_Problem requirements_
Among the lines of the material, copy those that hold the string "sofa".

_Supplied entries_
= = = = =

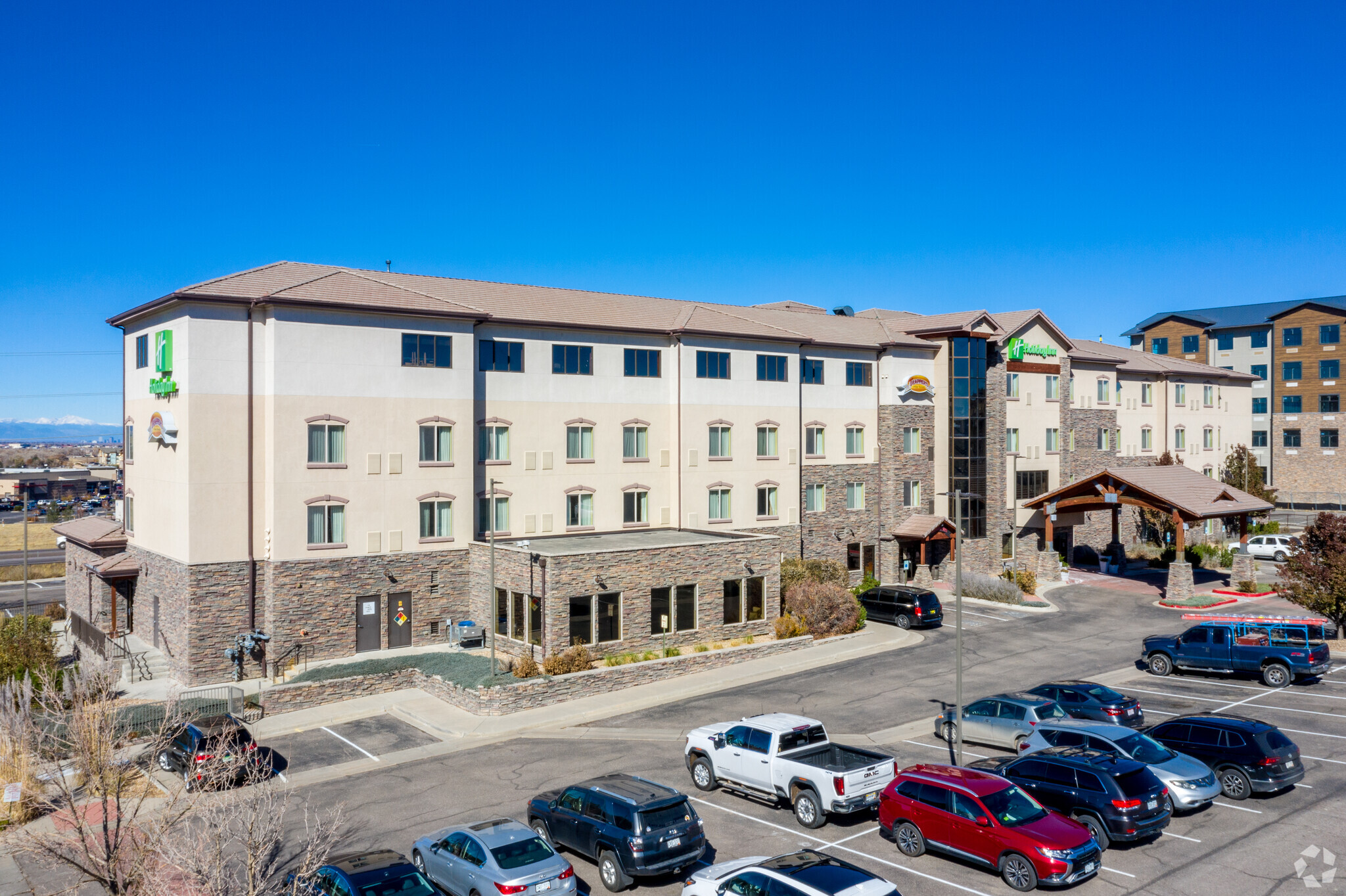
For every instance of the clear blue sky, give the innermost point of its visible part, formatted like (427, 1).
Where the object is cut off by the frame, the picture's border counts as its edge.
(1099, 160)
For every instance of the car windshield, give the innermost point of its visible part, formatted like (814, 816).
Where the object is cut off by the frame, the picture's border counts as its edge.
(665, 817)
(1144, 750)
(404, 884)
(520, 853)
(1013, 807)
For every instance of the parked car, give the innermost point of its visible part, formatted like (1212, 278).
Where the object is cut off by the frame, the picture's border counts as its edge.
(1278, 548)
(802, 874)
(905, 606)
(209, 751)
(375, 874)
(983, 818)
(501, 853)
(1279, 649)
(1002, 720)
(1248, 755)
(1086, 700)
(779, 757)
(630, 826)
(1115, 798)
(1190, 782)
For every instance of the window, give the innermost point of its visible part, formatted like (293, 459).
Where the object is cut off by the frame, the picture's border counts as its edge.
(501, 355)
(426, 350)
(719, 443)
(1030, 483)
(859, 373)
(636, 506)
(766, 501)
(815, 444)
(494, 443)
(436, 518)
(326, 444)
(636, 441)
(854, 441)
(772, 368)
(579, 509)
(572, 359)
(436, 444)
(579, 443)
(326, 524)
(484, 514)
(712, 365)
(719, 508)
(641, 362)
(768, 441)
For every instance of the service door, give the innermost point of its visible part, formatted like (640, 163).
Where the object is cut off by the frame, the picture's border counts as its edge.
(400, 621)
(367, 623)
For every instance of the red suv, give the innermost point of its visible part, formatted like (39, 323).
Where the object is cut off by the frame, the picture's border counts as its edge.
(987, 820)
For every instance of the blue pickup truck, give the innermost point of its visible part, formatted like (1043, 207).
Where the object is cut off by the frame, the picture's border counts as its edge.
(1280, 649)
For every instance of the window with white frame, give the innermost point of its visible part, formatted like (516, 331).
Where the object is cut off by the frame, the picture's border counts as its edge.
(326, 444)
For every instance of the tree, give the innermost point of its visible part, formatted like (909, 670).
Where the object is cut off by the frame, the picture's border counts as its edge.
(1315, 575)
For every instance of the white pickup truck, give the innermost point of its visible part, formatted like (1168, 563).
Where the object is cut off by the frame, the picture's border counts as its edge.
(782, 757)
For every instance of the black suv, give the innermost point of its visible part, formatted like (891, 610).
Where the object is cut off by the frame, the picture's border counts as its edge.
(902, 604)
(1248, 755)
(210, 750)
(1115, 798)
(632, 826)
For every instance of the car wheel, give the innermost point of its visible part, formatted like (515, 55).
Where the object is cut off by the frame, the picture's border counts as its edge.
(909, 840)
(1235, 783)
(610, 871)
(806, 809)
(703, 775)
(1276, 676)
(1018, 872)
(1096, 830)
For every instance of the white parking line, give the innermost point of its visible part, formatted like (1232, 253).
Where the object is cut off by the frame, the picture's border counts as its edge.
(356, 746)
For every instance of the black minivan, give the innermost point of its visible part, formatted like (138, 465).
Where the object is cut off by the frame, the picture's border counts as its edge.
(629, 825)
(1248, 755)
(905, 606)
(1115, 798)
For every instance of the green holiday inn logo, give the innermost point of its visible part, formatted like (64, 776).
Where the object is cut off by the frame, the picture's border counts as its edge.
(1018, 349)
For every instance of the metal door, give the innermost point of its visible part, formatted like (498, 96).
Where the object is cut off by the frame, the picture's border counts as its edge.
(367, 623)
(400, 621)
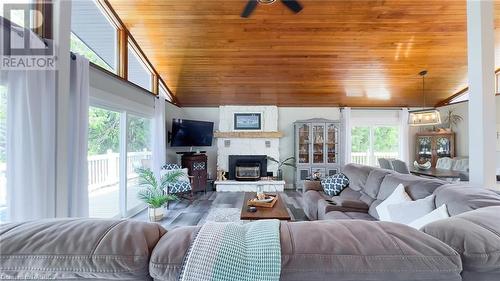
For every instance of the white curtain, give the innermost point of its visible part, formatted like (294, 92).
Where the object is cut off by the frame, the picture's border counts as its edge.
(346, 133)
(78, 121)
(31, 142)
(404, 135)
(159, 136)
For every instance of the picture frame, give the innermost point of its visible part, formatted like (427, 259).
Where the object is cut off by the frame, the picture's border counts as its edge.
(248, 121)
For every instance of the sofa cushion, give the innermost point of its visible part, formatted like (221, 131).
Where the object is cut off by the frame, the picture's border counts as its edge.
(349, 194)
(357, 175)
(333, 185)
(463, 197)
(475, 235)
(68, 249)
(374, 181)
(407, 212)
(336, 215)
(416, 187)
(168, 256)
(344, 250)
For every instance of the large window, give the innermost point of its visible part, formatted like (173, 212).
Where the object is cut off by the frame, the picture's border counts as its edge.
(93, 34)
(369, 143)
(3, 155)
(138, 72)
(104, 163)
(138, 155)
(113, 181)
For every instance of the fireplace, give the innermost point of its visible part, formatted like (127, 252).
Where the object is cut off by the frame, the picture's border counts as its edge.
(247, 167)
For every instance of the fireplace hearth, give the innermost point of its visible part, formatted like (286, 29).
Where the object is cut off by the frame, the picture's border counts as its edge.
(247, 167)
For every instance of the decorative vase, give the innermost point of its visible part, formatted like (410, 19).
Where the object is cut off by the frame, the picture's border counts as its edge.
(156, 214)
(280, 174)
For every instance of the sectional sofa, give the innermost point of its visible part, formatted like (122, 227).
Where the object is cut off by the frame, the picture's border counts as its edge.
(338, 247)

= = = = =

_Written reply_
For every instance of the sofa cushion, give the innermost point of its visible part, formatted like (221, 131).
For every instance of the sectional sofa, give the innermost point of its visible part, formatted like (122, 227).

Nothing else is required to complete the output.